## GIVEN REQUEST
Please copy the data below word for word, from its first line up to and including the line that contains "260L123 256L122 255L122".

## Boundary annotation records

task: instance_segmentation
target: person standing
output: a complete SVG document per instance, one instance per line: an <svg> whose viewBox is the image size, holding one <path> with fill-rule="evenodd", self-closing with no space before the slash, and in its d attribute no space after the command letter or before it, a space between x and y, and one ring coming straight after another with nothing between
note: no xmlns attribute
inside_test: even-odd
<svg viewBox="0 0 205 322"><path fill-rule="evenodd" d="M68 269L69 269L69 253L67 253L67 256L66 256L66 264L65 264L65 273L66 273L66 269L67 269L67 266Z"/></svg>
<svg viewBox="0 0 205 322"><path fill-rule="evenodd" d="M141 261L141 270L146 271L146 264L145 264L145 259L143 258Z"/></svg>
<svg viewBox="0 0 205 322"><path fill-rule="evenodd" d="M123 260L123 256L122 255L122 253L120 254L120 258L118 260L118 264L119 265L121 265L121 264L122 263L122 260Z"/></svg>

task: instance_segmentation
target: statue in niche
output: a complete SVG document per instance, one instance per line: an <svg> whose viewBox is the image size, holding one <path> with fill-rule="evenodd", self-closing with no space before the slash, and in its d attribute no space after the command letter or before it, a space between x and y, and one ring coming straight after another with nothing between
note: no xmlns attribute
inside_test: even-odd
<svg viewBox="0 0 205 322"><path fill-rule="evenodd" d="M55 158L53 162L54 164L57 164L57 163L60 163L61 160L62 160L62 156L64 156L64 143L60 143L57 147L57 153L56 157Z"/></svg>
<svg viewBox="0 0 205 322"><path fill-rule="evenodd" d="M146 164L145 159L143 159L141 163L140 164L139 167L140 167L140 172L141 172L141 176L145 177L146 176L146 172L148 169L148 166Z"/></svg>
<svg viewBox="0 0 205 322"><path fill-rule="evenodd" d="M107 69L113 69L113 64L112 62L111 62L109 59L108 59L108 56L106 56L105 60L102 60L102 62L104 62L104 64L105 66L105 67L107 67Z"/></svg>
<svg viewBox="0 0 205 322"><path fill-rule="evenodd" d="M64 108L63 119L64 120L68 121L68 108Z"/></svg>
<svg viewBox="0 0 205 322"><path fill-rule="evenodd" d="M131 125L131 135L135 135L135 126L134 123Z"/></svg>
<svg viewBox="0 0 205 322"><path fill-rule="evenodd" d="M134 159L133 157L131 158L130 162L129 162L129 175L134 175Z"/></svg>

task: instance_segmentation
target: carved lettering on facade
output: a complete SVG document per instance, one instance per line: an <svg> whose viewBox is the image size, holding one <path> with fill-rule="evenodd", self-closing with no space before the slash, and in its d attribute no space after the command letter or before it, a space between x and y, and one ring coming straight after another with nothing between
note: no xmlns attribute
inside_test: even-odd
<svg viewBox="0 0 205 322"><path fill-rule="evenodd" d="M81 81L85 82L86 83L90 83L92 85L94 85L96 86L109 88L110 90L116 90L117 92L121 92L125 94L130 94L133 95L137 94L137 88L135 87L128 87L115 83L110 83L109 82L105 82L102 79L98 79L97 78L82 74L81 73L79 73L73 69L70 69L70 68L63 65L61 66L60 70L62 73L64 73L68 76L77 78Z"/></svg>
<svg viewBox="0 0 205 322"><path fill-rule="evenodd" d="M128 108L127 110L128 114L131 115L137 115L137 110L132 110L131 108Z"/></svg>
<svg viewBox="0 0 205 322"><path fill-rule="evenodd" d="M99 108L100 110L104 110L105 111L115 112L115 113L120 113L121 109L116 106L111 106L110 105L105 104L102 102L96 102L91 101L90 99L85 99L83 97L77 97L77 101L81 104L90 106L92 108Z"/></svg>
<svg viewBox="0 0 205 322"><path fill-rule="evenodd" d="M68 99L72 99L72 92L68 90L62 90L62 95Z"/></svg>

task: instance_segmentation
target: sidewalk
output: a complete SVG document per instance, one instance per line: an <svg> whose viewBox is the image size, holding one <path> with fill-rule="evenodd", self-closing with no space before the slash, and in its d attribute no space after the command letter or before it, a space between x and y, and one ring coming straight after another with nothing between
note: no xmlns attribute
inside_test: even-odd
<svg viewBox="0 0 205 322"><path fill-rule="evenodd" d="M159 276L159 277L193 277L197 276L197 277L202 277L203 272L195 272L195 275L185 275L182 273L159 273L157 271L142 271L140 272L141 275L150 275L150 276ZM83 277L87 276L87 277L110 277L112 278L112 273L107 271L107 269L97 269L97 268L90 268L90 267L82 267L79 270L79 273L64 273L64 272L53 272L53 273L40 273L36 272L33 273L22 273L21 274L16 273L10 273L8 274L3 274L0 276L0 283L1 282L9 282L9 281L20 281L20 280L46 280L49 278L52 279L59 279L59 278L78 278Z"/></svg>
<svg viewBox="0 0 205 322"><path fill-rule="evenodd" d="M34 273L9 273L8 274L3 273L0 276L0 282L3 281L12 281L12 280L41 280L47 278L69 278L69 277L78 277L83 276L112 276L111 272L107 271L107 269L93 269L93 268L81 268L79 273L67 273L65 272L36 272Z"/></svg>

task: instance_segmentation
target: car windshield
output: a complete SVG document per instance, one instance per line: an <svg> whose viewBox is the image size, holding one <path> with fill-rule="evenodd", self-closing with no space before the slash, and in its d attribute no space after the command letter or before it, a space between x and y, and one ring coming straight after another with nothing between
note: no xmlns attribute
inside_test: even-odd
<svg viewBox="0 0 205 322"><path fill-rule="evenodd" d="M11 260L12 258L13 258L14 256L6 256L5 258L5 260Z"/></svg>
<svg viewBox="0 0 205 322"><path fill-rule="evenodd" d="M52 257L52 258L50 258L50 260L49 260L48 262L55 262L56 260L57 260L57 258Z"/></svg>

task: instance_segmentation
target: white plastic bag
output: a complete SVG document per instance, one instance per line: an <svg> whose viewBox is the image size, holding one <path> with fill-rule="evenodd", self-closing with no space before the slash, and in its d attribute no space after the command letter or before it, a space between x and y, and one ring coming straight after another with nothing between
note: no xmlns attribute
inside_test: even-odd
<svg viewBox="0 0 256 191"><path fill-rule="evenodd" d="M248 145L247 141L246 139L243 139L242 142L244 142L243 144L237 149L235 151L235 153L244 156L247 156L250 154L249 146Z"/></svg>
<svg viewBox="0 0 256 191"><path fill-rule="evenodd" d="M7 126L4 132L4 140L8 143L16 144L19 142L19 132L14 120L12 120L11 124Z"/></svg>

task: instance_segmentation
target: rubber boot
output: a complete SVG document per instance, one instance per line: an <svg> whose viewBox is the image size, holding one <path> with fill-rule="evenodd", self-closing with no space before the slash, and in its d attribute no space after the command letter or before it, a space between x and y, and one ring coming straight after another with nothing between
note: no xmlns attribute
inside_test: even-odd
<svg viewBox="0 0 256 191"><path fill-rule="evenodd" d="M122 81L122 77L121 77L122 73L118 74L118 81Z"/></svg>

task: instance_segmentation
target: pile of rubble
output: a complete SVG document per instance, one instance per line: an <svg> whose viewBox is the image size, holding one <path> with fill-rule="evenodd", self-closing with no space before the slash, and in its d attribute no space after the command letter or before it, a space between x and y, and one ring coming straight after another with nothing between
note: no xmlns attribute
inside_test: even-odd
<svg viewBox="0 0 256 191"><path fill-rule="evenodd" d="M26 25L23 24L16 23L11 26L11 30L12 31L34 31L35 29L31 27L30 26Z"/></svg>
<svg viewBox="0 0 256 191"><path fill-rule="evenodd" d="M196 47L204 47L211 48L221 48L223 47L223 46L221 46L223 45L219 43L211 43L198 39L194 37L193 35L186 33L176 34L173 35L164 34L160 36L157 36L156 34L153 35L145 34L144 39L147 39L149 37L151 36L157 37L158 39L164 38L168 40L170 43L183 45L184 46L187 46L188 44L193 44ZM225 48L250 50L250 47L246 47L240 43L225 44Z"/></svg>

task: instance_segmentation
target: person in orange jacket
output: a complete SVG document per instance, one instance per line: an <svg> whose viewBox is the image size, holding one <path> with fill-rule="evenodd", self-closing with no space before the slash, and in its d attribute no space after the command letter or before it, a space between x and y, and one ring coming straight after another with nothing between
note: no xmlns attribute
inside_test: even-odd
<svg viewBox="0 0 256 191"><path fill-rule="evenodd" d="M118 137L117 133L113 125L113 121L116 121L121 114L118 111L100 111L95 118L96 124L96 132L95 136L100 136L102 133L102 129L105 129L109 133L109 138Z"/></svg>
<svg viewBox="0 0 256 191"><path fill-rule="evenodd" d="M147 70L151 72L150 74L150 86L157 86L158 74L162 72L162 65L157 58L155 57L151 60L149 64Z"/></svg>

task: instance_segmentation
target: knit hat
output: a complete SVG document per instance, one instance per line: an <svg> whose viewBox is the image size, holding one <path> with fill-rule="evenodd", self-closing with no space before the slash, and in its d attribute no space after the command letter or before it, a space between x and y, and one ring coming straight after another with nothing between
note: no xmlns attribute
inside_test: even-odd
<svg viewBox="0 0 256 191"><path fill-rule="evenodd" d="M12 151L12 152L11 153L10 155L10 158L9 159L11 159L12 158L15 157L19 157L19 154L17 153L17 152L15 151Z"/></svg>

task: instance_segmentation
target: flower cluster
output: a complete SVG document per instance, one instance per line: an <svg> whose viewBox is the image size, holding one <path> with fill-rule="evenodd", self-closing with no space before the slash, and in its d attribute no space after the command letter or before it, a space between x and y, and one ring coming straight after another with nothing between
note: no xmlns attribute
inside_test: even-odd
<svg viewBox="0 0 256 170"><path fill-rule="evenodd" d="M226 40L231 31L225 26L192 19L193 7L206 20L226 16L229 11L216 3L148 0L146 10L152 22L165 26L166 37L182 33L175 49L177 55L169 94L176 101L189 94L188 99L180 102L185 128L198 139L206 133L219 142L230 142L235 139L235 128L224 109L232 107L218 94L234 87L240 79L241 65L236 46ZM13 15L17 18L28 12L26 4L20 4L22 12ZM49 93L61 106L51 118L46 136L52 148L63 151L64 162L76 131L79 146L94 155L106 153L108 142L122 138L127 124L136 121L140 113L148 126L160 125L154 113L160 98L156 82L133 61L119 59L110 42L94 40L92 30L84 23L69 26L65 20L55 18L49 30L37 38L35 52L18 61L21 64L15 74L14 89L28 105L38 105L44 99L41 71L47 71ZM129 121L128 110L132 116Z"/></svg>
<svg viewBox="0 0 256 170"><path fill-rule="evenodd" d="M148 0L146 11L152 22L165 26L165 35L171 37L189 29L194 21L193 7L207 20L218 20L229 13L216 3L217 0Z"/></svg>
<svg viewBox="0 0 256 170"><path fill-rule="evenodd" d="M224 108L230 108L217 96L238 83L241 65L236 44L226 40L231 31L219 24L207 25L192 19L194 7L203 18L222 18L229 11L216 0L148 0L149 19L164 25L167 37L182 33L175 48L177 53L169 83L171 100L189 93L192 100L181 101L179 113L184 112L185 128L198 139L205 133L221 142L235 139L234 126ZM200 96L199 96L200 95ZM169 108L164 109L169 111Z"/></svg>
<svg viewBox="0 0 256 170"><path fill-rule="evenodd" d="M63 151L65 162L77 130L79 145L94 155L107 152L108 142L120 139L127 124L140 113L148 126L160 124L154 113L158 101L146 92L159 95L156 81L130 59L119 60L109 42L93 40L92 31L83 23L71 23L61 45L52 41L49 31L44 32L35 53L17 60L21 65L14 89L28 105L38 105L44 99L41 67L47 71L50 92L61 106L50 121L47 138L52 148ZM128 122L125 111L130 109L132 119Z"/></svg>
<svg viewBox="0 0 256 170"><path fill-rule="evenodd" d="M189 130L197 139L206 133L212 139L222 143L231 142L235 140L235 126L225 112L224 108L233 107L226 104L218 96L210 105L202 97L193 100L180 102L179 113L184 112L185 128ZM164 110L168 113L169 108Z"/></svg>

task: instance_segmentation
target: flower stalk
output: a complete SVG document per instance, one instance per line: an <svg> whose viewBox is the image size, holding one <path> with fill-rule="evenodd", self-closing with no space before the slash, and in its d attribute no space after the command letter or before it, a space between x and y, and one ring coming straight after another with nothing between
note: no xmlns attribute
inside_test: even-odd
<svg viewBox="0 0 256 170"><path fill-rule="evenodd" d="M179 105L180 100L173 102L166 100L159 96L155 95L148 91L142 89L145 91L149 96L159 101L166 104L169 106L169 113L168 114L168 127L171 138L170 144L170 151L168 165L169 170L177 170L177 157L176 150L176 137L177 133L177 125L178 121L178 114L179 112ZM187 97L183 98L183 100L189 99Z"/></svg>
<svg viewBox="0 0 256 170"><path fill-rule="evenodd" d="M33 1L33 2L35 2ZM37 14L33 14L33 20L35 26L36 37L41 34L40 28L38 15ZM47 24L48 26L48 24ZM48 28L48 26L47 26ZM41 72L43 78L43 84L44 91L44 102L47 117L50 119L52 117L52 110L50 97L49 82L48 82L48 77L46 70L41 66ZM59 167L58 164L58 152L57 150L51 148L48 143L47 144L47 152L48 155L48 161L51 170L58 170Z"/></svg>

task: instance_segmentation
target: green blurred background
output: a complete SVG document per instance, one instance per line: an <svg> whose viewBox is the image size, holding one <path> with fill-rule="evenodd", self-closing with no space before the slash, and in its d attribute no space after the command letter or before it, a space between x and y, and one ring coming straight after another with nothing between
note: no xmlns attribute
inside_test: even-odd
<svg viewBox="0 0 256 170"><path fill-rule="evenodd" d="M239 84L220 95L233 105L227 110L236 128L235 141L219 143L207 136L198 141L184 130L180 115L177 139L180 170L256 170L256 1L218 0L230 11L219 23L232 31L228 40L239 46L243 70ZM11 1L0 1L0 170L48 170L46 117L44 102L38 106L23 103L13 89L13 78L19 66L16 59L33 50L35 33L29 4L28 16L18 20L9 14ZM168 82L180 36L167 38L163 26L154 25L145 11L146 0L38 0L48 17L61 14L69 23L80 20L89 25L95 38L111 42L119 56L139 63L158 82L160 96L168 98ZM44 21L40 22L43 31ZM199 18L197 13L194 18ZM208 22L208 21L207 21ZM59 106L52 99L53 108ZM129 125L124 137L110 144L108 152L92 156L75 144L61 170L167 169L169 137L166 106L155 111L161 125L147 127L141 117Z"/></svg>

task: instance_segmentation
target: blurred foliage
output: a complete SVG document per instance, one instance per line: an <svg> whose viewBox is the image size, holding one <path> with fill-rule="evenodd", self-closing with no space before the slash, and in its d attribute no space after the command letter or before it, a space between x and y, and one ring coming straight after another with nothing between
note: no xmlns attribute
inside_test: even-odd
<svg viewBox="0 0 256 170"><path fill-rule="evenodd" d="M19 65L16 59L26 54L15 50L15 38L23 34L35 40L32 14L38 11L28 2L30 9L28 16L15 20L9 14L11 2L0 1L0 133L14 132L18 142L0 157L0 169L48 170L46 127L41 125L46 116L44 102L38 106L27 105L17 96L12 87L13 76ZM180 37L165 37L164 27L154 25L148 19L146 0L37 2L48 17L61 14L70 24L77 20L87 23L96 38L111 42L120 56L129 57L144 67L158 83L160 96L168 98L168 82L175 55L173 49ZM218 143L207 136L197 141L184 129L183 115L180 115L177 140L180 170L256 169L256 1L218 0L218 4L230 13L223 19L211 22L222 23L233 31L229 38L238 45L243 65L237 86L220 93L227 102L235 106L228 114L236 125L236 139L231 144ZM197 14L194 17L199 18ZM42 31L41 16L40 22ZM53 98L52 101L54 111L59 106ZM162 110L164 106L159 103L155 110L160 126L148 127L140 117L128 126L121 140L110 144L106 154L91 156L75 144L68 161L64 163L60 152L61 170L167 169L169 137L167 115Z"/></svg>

## RESPONSE FOR THIS EXERCISE
task: instance_segmentation
target: person standing
output: a complete SVG document per instance, one instance per line: an <svg> whose viewBox is the image size, holding one <path> with fill-rule="evenodd", self-closing with no space before the slash, and in its d attribute no space after the command letter or before it, a space between x and y, and one ring coming straight after another with nothing between
note: no xmlns attribute
inside_test: even-odd
<svg viewBox="0 0 205 322"><path fill-rule="evenodd" d="M68 269L69 269L69 253L67 253L67 256L66 256L66 264L65 264L65 273L66 273L66 269L67 269L67 266Z"/></svg>
<svg viewBox="0 0 205 322"><path fill-rule="evenodd" d="M141 261L141 270L146 271L146 264L145 264L145 259L143 258Z"/></svg>
<svg viewBox="0 0 205 322"><path fill-rule="evenodd" d="M123 260L123 256L122 255L122 253L120 254L120 258L118 260L118 264L119 265L121 265L121 264L122 263L122 260Z"/></svg>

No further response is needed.